DATA RECORDS below:

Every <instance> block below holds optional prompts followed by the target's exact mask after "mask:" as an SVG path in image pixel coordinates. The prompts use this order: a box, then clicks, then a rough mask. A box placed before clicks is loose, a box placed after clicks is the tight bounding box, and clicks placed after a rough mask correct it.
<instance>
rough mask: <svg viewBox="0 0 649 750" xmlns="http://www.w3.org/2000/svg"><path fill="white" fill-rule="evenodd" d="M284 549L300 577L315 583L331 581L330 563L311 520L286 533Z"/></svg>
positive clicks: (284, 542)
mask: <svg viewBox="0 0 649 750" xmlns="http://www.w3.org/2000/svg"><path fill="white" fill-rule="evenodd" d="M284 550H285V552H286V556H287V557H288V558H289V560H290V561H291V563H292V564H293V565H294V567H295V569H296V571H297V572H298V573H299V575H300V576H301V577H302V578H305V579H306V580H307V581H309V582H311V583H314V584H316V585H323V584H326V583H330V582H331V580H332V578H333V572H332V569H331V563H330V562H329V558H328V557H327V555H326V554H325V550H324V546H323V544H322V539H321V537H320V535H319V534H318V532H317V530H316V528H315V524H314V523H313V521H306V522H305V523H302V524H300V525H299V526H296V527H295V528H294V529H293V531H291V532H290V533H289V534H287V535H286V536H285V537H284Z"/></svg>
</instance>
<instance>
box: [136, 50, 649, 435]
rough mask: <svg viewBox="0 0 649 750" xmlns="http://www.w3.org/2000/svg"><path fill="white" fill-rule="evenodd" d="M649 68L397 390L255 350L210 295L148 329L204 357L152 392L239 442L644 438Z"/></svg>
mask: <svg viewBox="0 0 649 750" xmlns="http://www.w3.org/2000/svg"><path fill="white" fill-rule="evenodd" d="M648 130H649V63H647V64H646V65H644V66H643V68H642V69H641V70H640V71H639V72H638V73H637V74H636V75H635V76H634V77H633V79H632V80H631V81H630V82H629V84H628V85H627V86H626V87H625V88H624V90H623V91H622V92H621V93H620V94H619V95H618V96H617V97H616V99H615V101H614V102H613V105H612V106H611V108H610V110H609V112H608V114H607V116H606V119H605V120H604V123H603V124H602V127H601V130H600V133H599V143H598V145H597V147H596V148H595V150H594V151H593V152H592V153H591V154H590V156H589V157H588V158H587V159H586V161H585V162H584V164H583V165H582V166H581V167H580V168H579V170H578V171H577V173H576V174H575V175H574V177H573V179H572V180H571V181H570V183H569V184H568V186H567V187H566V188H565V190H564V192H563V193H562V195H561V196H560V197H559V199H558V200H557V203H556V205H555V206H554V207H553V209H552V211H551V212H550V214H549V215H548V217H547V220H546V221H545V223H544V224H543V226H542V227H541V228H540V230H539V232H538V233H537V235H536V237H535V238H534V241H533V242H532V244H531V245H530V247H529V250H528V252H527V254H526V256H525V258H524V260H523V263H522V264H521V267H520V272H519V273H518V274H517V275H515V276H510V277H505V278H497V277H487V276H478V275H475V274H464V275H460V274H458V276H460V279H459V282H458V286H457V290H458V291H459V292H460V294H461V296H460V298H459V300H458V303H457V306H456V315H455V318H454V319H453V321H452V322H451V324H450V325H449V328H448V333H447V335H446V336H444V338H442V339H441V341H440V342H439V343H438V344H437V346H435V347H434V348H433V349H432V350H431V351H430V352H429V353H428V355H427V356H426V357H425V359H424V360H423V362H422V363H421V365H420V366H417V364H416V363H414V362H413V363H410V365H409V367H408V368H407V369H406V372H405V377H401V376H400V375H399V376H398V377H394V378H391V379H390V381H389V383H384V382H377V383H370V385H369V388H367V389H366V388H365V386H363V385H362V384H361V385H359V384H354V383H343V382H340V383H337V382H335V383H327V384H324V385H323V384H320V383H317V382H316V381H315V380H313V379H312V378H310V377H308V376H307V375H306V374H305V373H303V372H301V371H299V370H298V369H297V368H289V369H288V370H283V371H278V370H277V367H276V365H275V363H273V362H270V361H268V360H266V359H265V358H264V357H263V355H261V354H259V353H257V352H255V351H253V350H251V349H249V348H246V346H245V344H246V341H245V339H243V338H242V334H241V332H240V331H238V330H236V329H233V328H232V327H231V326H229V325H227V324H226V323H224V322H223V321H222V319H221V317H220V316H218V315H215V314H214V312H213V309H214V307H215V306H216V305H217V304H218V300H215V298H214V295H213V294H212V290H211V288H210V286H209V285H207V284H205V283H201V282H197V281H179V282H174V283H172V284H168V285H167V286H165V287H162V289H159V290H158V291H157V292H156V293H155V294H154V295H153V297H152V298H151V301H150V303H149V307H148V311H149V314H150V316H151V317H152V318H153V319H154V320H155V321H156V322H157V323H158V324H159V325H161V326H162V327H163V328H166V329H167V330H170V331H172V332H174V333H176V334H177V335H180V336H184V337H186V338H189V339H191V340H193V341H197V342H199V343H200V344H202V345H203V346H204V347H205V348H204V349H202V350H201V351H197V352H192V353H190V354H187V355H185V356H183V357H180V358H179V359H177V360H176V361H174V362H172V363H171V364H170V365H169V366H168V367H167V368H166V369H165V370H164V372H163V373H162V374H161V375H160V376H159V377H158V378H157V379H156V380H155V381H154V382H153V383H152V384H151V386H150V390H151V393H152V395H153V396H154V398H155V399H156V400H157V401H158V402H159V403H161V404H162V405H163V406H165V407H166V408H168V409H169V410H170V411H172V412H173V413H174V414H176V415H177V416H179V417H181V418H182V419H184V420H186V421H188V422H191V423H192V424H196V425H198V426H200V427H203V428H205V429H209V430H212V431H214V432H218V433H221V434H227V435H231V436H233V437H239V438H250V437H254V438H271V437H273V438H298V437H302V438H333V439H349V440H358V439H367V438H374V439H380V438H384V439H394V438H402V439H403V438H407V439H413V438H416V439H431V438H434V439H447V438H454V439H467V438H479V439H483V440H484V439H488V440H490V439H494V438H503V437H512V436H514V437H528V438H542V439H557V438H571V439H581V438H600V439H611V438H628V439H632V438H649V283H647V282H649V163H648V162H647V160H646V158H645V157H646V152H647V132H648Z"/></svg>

End of DATA RECORDS.

— INSTRUCTIONS FOR THE TASK —
Please rewrite all the records above, swapping each "rough mask" for "coarse mask" and leaving everything else unchanged.

— YOUR SOLUTION —
Every <instance> block below holds optional prompts followed by the target's exact mask after "mask:" as an SVG path in image pixel coordinates. The prompts use this order: a box, then clicks, then a coarse mask. A box placed before clicks is loose, a box placed after clicks is the tight bounding box, and clicks placed after a coarse mask correct it.
<instance>
coarse mask: <svg viewBox="0 0 649 750" xmlns="http://www.w3.org/2000/svg"><path fill="white" fill-rule="evenodd" d="M284 549L300 577L315 583L331 581L330 563L311 520L286 533Z"/></svg>
positive clicks: (284, 542)
mask: <svg viewBox="0 0 649 750" xmlns="http://www.w3.org/2000/svg"><path fill="white" fill-rule="evenodd" d="M284 550H285V552H286V556H287V557H288V558H289V560H290V561H291V563H292V564H293V565H294V567H295V569H296V571H297V572H298V573H299V575H300V576H301V577H302V578H305V579H306V580H307V581H309V582H311V583H314V584H316V585H323V584H326V583H330V582H331V580H332V578H333V572H332V569H331V563H330V562H329V558H328V557H327V555H326V554H325V550H324V546H323V544H322V539H321V537H320V535H319V534H318V532H317V530H316V528H315V524H314V523H313V521H306V522H305V523H302V524H300V525H299V526H296V527H295V528H294V529H293V531H291V532H290V533H289V534H287V535H286V536H285V537H284Z"/></svg>
</instance>
<instance>
box: [136, 50, 649, 435]
coarse mask: <svg viewBox="0 0 649 750" xmlns="http://www.w3.org/2000/svg"><path fill="white" fill-rule="evenodd" d="M649 68L397 390L255 350L210 295L148 329L204 357L152 392L239 442L644 438Z"/></svg>
mask: <svg viewBox="0 0 649 750" xmlns="http://www.w3.org/2000/svg"><path fill="white" fill-rule="evenodd" d="M648 130H649V63H647V64H646V65H644V66H643V68H642V69H641V70H640V71H639V72H638V73H637V74H636V75H635V76H634V77H633V79H632V80H631V81H630V82H629V84H628V85H627V86H626V87H625V88H624V90H623V91H622V92H621V93H620V94H619V95H618V96H617V97H616V99H615V101H614V102H613V105H612V106H611V108H610V110H609V112H608V114H607V116H606V119H605V120H604V123H603V124H602V127H601V130H600V133H599V143H598V145H597V147H596V148H595V150H594V151H593V152H592V153H591V154H590V156H589V157H588V158H587V159H586V161H585V162H584V164H583V165H582V166H581V167H580V168H579V170H578V171H577V173H576V174H575V175H574V177H573V179H572V180H571V181H570V183H569V184H568V186H567V187H566V188H565V190H564V192H563V193H562V195H561V196H560V197H559V199H558V200H557V203H556V205H555V206H554V207H553V209H552V211H551V212H550V214H549V215H548V217H547V220H546V221H545V223H544V224H543V226H542V227H541V228H540V230H539V232H538V233H537V235H536V237H535V238H534V241H533V242H532V244H531V245H530V247H529V250H528V252H527V254H526V256H525V258H524V260H523V263H522V264H521V267H520V272H519V273H518V274H517V275H515V276H510V277H505V278H497V277H487V276H478V275H475V274H464V275H460V274H458V276H460V279H459V282H458V286H457V290H458V291H459V292H460V294H461V296H460V298H459V300H458V303H457V306H456V315H455V318H454V319H453V321H452V322H451V324H450V325H449V328H448V333H447V335H446V336H444V338H442V339H441V341H440V342H439V343H438V344H437V346H435V347H434V348H433V349H432V350H431V351H430V352H429V353H428V355H427V356H426V357H425V359H424V360H423V362H422V363H421V365H420V366H417V364H416V363H414V362H413V363H410V365H409V367H408V368H407V369H406V372H405V377H401V376H400V375H399V376H398V377H394V378H391V379H390V381H389V383H384V382H377V383H370V385H369V388H367V389H366V388H365V386H363V385H362V384H361V385H359V384H354V383H343V382H340V383H337V382H335V383H327V384H324V385H323V384H320V383H317V382H316V381H315V380H313V379H312V378H310V377H308V376H307V375H306V374H305V373H303V372H301V371H299V370H298V369H297V368H289V369H288V370H283V371H278V370H277V367H276V365H275V363H273V362H270V361H268V360H266V359H265V358H264V357H263V355H261V354H259V353H257V352H255V351H253V350H251V349H249V348H246V346H245V344H246V341H245V339H243V338H242V334H241V332H240V331H238V330H236V329H233V328H232V327H231V326H229V325H227V324H226V323H224V322H223V321H222V319H221V317H220V316H218V315H215V314H214V312H213V309H214V307H215V306H216V305H217V304H218V300H215V298H214V295H213V294H212V290H211V288H210V286H209V285H207V284H205V283H201V282H197V281H179V282H174V283H172V284H168V285H167V286H165V287H162V289H159V290H158V291H157V292H156V293H155V294H154V295H153V297H152V298H151V301H150V303H149V307H148V311H149V314H150V316H151V317H152V318H153V319H154V320H155V321H156V322H157V323H158V324H159V325H161V326H162V327H163V328H166V329H167V330H170V331H172V332H174V333H176V334H177V335H180V336H184V337H186V338H189V339H191V340H193V341H197V342H199V343H200V344H202V345H203V346H204V347H205V348H204V349H202V350H201V351H197V352H192V353H190V354H187V355H185V356H183V357H180V358H179V359H177V360H176V361H174V362H172V363H171V364H170V365H169V366H168V367H167V368H166V369H165V370H164V372H163V373H162V374H161V375H160V376H159V377H158V378H157V379H156V380H155V381H154V382H153V383H152V384H151V386H150V390H151V393H152V395H153V396H154V398H155V399H156V400H157V401H158V402H159V403H161V404H162V405H163V406H165V407H166V408H168V409H169V410H170V411H172V412H173V413H174V414H176V415H177V416H179V417H181V418H182V419H184V420H186V421H188V422H191V423H192V424H196V425H198V426H200V427H203V428H205V429H209V430H212V431H214V432H218V433H221V434H227V435H231V436H233V437H239V438H250V437H254V438H271V437H273V438H298V437H302V438H333V439H349V440H358V439H367V438H374V439H380V438H384V439H394V438H402V439H403V438H407V439H413V438H416V439H431V438H434V439H447V438H454V439H467V438H479V439H483V440H484V439H488V440H490V439H494V438H503V437H512V436H514V437H528V438H542V439H557V438H571V439H581V438H600V439H611V438H628V439H632V438H649V283H647V282H649V163H648V162H647V160H646V158H645V157H646V152H647V132H648Z"/></svg>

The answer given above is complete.